• Supplied material:
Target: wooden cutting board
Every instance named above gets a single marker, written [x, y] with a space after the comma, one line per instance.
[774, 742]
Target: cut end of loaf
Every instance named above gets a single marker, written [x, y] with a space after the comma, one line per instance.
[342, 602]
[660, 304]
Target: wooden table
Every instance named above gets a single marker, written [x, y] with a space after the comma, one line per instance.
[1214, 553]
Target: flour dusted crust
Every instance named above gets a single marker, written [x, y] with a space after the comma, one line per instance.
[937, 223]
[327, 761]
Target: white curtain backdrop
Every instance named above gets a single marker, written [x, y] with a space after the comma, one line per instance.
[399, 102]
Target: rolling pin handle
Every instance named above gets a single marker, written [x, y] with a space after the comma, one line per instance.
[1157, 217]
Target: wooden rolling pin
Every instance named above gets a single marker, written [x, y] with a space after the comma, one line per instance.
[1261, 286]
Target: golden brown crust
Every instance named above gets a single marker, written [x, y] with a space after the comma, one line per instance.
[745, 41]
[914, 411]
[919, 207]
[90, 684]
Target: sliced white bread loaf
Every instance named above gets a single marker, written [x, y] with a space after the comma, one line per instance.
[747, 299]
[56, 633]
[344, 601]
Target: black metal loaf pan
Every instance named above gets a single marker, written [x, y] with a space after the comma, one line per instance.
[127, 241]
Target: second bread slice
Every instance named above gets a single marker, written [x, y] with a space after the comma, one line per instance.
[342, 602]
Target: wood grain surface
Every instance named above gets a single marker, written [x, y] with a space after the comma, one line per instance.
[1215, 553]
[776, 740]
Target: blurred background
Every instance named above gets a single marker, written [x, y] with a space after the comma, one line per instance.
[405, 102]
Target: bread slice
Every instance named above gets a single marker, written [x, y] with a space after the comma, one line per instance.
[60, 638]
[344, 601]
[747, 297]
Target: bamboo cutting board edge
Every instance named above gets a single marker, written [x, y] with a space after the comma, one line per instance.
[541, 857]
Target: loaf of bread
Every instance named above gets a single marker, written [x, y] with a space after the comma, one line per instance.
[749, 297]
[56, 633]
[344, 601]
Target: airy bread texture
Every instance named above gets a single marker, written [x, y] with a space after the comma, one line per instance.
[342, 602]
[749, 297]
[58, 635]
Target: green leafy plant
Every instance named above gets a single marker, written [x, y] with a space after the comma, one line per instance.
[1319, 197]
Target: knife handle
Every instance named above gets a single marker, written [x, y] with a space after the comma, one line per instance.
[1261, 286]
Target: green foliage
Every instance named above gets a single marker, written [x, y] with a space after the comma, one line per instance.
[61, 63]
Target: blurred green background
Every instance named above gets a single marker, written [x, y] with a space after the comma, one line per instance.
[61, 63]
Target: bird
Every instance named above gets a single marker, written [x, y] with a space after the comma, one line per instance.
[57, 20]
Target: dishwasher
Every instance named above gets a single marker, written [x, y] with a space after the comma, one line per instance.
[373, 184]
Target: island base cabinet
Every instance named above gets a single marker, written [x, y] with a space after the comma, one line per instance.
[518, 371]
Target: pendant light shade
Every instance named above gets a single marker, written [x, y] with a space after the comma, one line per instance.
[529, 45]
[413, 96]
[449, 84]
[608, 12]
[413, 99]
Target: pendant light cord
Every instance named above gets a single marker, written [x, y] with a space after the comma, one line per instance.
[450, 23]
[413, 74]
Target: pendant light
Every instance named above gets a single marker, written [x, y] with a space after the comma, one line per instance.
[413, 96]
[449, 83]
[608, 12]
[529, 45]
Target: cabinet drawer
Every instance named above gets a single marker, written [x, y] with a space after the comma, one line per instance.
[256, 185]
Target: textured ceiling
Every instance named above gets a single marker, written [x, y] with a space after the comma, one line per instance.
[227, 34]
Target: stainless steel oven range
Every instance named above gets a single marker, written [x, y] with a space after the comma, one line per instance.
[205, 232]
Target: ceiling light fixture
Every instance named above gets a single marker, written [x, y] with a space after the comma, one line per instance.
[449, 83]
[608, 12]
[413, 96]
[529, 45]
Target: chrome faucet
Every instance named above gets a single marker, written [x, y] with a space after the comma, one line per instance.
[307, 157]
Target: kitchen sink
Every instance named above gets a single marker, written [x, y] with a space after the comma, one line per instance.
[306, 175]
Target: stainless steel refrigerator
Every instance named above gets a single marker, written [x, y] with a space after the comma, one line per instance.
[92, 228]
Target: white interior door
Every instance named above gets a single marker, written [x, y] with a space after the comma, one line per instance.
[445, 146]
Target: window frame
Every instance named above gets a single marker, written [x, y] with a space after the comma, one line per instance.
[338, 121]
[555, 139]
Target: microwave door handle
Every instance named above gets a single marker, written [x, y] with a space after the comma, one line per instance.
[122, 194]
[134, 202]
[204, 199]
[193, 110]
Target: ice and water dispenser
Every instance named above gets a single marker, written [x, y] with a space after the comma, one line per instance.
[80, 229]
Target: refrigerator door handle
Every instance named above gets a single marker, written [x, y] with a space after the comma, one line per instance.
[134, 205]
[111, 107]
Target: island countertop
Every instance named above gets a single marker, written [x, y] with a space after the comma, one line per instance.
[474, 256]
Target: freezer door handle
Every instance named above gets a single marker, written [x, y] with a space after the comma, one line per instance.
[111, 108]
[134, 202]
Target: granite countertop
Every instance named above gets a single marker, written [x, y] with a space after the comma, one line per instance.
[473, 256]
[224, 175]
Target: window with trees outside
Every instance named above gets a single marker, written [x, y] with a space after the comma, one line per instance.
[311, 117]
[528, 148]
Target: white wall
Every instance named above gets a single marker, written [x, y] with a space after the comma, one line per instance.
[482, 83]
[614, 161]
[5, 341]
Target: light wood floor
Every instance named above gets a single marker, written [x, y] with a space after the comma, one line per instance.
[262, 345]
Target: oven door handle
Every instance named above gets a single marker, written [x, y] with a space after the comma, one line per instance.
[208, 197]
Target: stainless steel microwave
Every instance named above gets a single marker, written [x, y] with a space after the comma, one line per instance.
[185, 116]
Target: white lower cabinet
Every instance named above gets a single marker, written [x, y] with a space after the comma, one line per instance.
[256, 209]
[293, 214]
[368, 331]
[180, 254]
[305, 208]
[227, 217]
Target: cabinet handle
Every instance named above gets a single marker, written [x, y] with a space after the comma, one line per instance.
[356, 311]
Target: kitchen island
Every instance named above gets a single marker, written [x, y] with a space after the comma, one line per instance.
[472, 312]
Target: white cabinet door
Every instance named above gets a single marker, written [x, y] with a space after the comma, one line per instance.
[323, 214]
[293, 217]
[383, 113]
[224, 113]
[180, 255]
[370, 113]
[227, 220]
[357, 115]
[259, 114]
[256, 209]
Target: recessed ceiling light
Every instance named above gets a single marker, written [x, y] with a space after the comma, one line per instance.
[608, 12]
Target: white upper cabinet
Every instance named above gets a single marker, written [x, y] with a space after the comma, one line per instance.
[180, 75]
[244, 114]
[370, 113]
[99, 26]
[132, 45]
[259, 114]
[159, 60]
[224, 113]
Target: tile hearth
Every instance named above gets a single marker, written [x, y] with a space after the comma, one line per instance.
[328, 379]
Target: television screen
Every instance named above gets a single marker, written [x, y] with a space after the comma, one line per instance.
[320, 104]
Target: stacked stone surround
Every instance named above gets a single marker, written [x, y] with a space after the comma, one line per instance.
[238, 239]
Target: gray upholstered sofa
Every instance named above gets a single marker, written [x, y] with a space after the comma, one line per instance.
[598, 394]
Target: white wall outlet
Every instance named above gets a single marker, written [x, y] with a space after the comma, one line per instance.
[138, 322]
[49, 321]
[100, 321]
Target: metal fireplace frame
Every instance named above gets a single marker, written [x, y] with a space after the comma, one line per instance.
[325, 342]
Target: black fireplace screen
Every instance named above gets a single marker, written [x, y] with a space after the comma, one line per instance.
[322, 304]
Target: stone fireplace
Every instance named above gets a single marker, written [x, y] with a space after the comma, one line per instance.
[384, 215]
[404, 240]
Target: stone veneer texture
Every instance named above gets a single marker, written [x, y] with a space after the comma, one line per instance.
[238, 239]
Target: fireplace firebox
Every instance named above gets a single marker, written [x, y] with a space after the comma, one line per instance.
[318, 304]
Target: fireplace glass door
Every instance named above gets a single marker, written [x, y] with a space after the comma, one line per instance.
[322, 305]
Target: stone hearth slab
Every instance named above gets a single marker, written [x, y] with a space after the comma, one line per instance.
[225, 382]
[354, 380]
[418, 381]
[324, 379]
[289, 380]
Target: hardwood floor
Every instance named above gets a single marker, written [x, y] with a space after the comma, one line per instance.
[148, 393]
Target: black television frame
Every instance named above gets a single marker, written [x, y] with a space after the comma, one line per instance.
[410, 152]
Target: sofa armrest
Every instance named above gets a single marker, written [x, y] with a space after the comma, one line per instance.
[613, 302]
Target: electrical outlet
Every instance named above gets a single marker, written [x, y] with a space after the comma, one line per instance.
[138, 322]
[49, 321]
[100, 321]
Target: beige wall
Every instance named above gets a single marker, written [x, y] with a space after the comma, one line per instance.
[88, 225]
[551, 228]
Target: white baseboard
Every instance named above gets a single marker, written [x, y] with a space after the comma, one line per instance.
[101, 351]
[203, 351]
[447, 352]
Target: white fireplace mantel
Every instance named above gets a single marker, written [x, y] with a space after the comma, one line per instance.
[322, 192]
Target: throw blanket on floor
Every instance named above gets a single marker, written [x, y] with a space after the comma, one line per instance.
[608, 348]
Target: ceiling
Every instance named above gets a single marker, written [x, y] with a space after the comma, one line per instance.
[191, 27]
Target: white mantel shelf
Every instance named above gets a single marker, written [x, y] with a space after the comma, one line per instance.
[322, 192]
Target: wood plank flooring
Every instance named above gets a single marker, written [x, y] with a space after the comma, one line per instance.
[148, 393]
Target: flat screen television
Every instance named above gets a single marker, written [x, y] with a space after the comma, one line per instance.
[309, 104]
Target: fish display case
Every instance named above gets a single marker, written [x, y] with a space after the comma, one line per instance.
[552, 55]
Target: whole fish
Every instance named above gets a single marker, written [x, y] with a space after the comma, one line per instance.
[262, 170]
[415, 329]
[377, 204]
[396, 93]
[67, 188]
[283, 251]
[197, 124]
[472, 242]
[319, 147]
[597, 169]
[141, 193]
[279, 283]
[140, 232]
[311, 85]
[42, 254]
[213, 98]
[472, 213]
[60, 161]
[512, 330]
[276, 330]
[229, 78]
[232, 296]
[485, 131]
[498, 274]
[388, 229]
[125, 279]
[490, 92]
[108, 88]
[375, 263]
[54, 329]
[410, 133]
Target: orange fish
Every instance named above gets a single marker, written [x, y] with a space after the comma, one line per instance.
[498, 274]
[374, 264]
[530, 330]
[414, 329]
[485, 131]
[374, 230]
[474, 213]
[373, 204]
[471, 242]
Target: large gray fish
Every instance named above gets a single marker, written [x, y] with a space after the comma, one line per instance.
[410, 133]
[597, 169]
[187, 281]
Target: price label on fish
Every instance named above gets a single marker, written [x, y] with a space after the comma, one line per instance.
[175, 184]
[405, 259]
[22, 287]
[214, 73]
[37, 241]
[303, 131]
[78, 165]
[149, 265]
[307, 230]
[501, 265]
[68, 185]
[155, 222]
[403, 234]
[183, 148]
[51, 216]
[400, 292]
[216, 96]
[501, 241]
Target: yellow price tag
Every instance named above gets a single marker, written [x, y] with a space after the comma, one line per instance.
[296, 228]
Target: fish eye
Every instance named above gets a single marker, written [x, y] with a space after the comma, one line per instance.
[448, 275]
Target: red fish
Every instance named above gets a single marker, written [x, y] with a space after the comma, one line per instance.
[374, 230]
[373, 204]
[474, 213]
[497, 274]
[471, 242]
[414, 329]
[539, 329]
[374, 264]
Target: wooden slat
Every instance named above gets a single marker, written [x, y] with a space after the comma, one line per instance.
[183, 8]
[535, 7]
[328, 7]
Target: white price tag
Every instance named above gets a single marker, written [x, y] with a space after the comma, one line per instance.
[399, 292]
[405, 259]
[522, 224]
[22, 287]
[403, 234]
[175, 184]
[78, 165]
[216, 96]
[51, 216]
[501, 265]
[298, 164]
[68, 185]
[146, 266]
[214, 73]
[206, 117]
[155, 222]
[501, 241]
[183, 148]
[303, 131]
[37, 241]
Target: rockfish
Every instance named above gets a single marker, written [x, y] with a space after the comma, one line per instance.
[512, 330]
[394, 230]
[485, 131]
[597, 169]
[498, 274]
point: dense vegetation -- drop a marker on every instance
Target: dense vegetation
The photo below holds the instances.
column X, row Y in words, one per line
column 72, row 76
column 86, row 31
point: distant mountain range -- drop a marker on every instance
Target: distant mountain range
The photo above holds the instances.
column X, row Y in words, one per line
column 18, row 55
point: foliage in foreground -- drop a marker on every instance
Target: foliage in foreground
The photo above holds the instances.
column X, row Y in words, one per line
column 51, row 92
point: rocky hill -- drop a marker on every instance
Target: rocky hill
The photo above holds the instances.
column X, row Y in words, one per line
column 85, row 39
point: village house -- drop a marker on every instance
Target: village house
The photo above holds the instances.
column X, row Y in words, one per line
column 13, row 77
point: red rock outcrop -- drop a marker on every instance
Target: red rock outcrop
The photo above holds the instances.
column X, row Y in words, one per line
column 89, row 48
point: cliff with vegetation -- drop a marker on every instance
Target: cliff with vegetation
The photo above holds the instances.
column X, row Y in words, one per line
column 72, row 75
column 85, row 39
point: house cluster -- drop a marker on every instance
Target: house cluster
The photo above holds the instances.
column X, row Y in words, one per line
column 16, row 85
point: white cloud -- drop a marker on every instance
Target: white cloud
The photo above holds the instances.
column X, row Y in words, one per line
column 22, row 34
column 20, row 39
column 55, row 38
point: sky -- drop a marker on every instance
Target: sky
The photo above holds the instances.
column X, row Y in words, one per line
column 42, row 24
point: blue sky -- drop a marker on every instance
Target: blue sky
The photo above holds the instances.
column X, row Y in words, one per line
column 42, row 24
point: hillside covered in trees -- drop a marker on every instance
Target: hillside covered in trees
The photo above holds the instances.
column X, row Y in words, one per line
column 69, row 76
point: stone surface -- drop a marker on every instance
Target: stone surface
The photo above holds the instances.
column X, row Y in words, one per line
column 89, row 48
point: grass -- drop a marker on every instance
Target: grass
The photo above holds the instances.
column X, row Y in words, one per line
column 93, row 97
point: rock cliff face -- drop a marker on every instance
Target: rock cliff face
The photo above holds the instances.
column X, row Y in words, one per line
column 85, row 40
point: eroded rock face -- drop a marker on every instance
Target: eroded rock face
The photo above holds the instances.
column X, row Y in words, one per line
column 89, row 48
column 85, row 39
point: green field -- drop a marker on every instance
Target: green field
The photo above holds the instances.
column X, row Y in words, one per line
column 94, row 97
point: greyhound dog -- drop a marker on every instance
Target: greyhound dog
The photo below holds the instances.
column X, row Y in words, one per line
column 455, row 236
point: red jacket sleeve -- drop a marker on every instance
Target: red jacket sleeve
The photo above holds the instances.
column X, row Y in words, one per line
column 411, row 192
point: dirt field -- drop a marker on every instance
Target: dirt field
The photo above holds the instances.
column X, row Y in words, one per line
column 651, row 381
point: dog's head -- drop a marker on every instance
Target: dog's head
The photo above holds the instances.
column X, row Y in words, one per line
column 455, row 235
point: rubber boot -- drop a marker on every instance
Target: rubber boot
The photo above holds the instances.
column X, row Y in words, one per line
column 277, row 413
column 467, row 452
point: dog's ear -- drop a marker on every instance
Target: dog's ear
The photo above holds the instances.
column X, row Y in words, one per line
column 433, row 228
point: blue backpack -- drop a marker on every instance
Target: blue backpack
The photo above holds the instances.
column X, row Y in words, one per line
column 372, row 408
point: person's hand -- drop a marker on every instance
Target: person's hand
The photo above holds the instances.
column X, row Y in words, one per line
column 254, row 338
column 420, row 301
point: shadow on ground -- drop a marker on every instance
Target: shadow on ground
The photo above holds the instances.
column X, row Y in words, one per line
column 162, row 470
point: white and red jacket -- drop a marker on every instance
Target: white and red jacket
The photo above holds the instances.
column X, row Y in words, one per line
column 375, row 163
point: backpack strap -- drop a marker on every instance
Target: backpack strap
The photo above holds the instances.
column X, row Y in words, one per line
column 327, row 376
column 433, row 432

• Task: State how many lines above include the word "handle", and nothing more.

• Completed task: 7